For this exercise, repeat the records below exactly and omit every picture.
[[ Record set open ]]
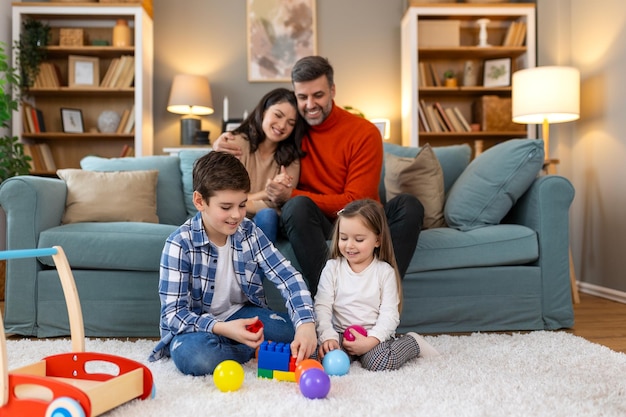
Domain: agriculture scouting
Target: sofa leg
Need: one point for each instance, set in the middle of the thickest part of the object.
(572, 278)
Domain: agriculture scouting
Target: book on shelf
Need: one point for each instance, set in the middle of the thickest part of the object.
(456, 123)
(434, 76)
(422, 117)
(106, 80)
(41, 157)
(128, 73)
(47, 157)
(515, 34)
(442, 113)
(462, 119)
(130, 123)
(48, 76)
(123, 121)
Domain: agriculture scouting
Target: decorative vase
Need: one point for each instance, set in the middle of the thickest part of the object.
(108, 121)
(121, 33)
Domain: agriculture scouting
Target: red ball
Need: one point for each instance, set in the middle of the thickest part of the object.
[[ Record set closed ]]
* **Output of the task**
Domain: agriculture scouting
Target: sofa leg
Need: one point for each instance, set in the middle of the thickest part of the object.
(572, 278)
Domain: agriculture scouting
Target: book on shelf
Need: one point for each instance, set in the middle of the thickest part of the object.
(456, 123)
(434, 76)
(422, 117)
(106, 80)
(41, 157)
(128, 73)
(47, 157)
(515, 34)
(442, 113)
(462, 119)
(130, 123)
(48, 76)
(123, 121)
Domain: agriculture scouting
Target: decorative vase
Need: one point for each instance, set in the middle of the thickest part of the object.
(108, 121)
(121, 33)
Domain: agriculture scouting
Target: red ball
Need: one point for each instance, set in the middle of the thickest part of the object.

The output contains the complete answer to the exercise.